The input =
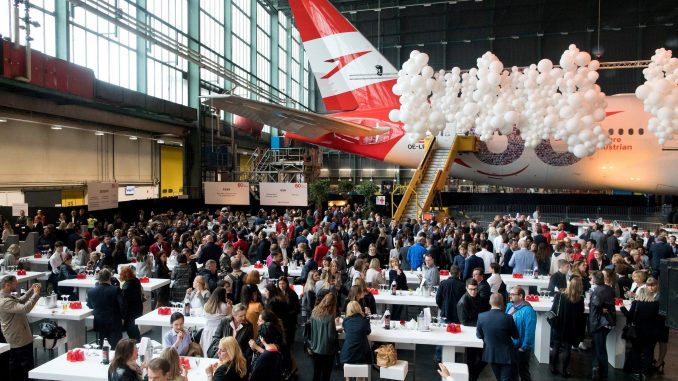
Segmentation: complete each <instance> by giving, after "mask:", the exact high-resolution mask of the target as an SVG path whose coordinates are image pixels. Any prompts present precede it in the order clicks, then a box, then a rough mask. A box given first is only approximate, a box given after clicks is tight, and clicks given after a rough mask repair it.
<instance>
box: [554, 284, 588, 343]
mask: <svg viewBox="0 0 678 381" xmlns="http://www.w3.org/2000/svg"><path fill="white" fill-rule="evenodd" d="M562 290H564V288H563V289H562ZM551 311H553V312H554V313H555V312H556V311H558V312H557V314H558V319H557V323H556V324H555V326H554V327H552V328H553V330H552V331H553V332H554V334H555V335H557V336H558V337H559V338H560V341H561V342H564V343H569V344H570V345H575V346H576V345H579V343H580V342H581V341H582V340H584V331H585V329H586V315H585V314H584V298H583V297H582V298H581V299H580V300H579V301H577V302H576V303H572V302H571V301H570V300H569V299H567V297H565V295H564V294H563V293H562V291H561V292H559V293H557V294H556V296H555V297H554V298H553V305H552V306H551Z"/></svg>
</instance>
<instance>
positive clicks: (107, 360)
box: [101, 339, 111, 365]
mask: <svg viewBox="0 0 678 381" xmlns="http://www.w3.org/2000/svg"><path fill="white" fill-rule="evenodd" d="M110 352H111V344H109V343H108V339H104V345H103V347H102V351H101V363H102V364H104V365H108V363H109V362H110V360H109V358H108V357H109V354H110Z"/></svg>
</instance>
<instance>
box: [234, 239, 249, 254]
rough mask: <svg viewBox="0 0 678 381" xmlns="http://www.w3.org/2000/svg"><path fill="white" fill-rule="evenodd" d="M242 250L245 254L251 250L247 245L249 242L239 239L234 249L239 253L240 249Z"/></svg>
mask: <svg viewBox="0 0 678 381" xmlns="http://www.w3.org/2000/svg"><path fill="white" fill-rule="evenodd" d="M239 247H241V248H242V252H243V253H247V249H249V245H248V244H247V241H245V240H244V239H239V240H238V241H237V242H236V243H234V244H233V248H234V249H235V252H236V253H237V252H238V248H239Z"/></svg>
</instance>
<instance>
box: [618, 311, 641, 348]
mask: <svg viewBox="0 0 678 381" xmlns="http://www.w3.org/2000/svg"><path fill="white" fill-rule="evenodd" d="M636 315H638V308H637V307H636V309H635V311H633V321H630V322H629V321H627V322H626V325H625V326H624V328H622V339H624V340H627V341H628V340H635V339H637V338H638V333H637V332H636V324H635V323H634V321H635V320H636Z"/></svg>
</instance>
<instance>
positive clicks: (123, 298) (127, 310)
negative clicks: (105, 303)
mask: <svg viewBox="0 0 678 381" xmlns="http://www.w3.org/2000/svg"><path fill="white" fill-rule="evenodd" d="M119 303H120V315H121V316H122V318H123V319H124V320H125V321H130V320H131V321H134V319H136V318H138V317H139V316H141V315H143V314H144V300H143V290H142V289H141V282H140V281H139V279H138V278H132V279H128V280H127V281H126V282H125V283H124V284H123V286H122V288H121V290H120V298H119Z"/></svg>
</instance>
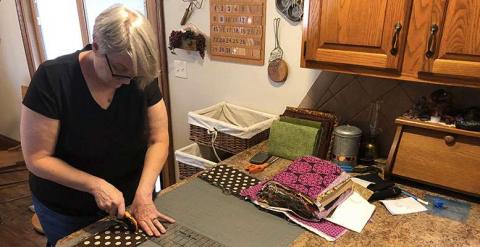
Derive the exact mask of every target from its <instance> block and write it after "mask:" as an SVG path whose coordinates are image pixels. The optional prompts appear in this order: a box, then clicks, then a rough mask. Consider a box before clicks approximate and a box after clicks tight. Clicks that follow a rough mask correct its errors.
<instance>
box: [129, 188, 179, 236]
mask: <svg viewBox="0 0 480 247" xmlns="http://www.w3.org/2000/svg"><path fill="white" fill-rule="evenodd" d="M130 210H131V213H132V214H133V217H134V218H135V219H136V220H137V222H138V225H139V226H140V227H141V228H142V229H143V231H144V232H145V233H147V234H148V235H149V236H152V235H155V236H156V237H159V236H160V235H161V234H164V233H165V232H166V229H165V227H164V226H163V225H162V223H161V222H165V221H166V222H169V223H175V220H174V219H172V218H170V217H168V216H167V215H164V214H162V213H160V212H158V210H157V208H155V204H153V201H152V199H150V198H148V199H141V198H137V197H135V199H134V200H133V203H132V206H131V208H130Z"/></svg>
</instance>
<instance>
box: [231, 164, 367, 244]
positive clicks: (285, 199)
mask: <svg viewBox="0 0 480 247" xmlns="http://www.w3.org/2000/svg"><path fill="white" fill-rule="evenodd" d="M240 195H242V196H244V197H246V198H248V199H249V200H251V201H252V202H253V203H255V204H257V205H259V206H261V207H263V208H265V209H268V210H272V211H276V212H281V213H283V214H285V215H286V216H287V217H288V218H289V219H290V220H292V221H293V222H295V223H297V224H299V225H301V226H303V227H304V228H306V229H308V230H310V231H312V232H314V233H316V234H318V235H320V236H322V237H324V238H325V239H327V240H329V241H334V240H336V239H338V238H339V237H340V236H342V235H343V234H344V233H345V232H347V228H346V227H344V226H347V227H348V228H350V226H351V225H352V224H358V221H357V220H353V221H351V220H346V221H348V222H345V218H346V217H350V216H347V215H345V214H349V210H350V208H346V207H343V208H342V204H344V202H347V201H352V200H353V199H355V200H357V201H358V198H357V197H359V195H360V198H361V200H364V201H365V202H363V201H362V203H366V204H368V205H371V204H369V203H368V202H367V201H366V200H365V199H368V198H365V197H369V196H370V195H371V192H369V191H368V190H367V189H364V188H363V189H362V188H361V187H360V186H356V184H355V183H354V182H352V180H351V179H350V176H349V175H348V174H347V173H345V172H344V171H343V170H342V169H341V168H340V167H339V166H337V165H336V164H334V163H332V162H330V161H326V160H322V159H320V158H317V157H313V156H304V157H300V158H298V159H296V160H295V161H294V162H293V163H292V164H291V165H290V166H288V168H287V169H285V170H284V171H282V172H281V173H279V174H277V175H276V176H275V177H273V178H272V179H271V180H267V181H264V182H261V183H259V184H257V185H254V186H251V187H249V188H247V189H244V190H242V191H241V193H240ZM354 196H355V197H354ZM347 204H348V205H349V203H345V204H344V205H347ZM363 205H365V204H363ZM368 207H369V206H368ZM372 207H373V208H372ZM340 208H341V209H340ZM337 209H338V210H337ZM373 210H374V206H373V205H371V207H369V211H371V212H367V214H368V213H369V215H368V218H367V219H366V220H367V221H368V219H369V218H370V216H371V213H373ZM335 211H339V212H340V211H341V212H340V213H337V214H336V213H335ZM364 213H365V212H364ZM332 216H335V217H332ZM363 221H365V220H363ZM334 222H335V223H334ZM364 223H366V222H364ZM342 225H343V226H342ZM363 225H364V224H363ZM363 225H362V226H361V228H363ZM352 228H354V229H353V230H356V231H358V227H357V226H352ZM360 231H361V229H360Z"/></svg>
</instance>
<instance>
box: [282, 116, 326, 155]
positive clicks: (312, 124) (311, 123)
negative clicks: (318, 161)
mask: <svg viewBox="0 0 480 247" xmlns="http://www.w3.org/2000/svg"><path fill="white" fill-rule="evenodd" d="M280 121H282V122H287V123H291V124H296V125H303V126H308V127H312V128H316V129H318V132H317V142H316V143H315V148H314V150H315V151H314V155H315V156H318V154H319V152H320V149H319V148H320V140H322V134H323V132H322V122H317V121H313V120H308V119H302V118H294V117H288V116H280Z"/></svg>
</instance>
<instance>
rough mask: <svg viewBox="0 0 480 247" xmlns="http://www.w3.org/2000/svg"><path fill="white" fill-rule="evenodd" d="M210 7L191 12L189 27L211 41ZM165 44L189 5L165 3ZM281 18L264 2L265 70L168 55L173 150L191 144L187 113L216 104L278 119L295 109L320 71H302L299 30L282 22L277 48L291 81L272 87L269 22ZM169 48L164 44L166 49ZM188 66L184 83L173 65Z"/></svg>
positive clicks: (224, 62)
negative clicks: (183, 63) (265, 12)
mask: <svg viewBox="0 0 480 247" xmlns="http://www.w3.org/2000/svg"><path fill="white" fill-rule="evenodd" d="M209 4H210V3H209V1H208V0H204V2H203V8H202V9H200V10H198V9H195V11H194V13H193V15H192V16H191V18H190V20H189V22H190V23H193V24H195V25H196V26H197V27H198V28H200V30H201V31H202V32H204V33H205V34H207V36H209V33H210V28H209V25H210V13H209ZM164 5H165V29H166V36H167V37H166V38H167V42H168V36H169V35H170V32H171V31H172V30H174V29H179V28H180V27H181V26H180V20H181V19H182V16H183V13H184V11H185V8H186V7H187V5H188V4H187V3H185V2H183V1H179V0H165V1H164ZM278 16H280V13H279V12H277V10H276V8H275V1H273V0H267V16H266V23H267V28H266V43H265V51H266V52H265V65H263V66H257V65H243V64H237V63H229V62H220V61H212V60H210V59H209V57H208V56H209V54H208V51H207V56H206V57H205V60H202V59H201V57H200V56H199V55H198V53H188V52H186V51H182V50H179V49H176V53H177V55H173V54H169V55H168V66H169V68H168V69H169V80H170V95H171V108H172V125H173V126H172V127H173V139H174V148H175V149H177V148H179V147H182V146H185V145H187V144H188V143H189V140H188V136H189V129H188V124H187V113H188V112H189V111H192V110H197V109H201V108H204V107H206V106H210V105H213V104H215V103H218V102H220V101H227V102H230V103H233V104H238V105H242V106H245V107H249V108H252V109H256V110H260V111H264V112H268V113H273V114H281V113H282V112H283V110H284V109H285V107H286V106H298V105H299V103H300V102H301V100H302V99H303V97H304V96H305V95H306V93H307V91H308V90H309V89H310V87H311V86H312V84H313V82H314V81H315V79H316V78H317V77H318V74H319V73H320V71H319V70H309V69H301V68H300V50H301V36H302V25H301V23H299V24H296V25H295V24H293V23H288V22H287V21H286V19H285V18H283V17H281V18H282V20H281V23H280V46H281V47H282V48H283V50H284V59H285V60H286V61H287V63H288V65H289V76H288V79H287V81H286V82H285V83H284V84H277V83H274V82H271V81H270V80H269V79H268V75H267V66H268V57H269V54H270V51H271V50H272V49H273V48H274V47H275V39H274V34H273V18H275V17H278ZM167 44H168V43H167ZM174 60H184V61H187V72H188V79H182V78H177V77H175V75H174V72H173V71H174V69H173V64H174V63H173V61H174Z"/></svg>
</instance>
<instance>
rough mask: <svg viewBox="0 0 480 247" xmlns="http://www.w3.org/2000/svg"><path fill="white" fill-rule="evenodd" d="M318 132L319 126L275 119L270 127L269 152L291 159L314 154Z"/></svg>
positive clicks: (268, 139) (274, 155) (268, 143)
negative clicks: (308, 125)
mask: <svg viewBox="0 0 480 247" xmlns="http://www.w3.org/2000/svg"><path fill="white" fill-rule="evenodd" d="M318 134H319V131H318V129H317V128H313V127H309V126H303V125H297V124H292V123H287V122H282V121H278V120H275V121H273V123H272V127H271V128H270V137H269V139H268V153H270V154H271V155H274V156H278V157H281V158H284V159H289V160H294V159H296V158H297V157H300V156H305V155H314V154H315V148H316V143H317V140H318Z"/></svg>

What is expected = Update the material starting at its beginning and ending at the line that contains "box: [554, 284, 588, 343]", replacing "exact" with "precise" and changing nothing else. Leave the pictures out of the answer.

Response to the task =
Segmentation: complete each <instance> by giving, after "mask:", the precise high-resolution mask of the target as an SVG path whose coordinates are image pixels. Any prompts present precede it in the order clicks, then a box, then a rough mask. A box given first is only approximate, a box given after clicks is tight, and clicks given after a rough mask repair it.
<instance>
box: [554, 284, 588, 343]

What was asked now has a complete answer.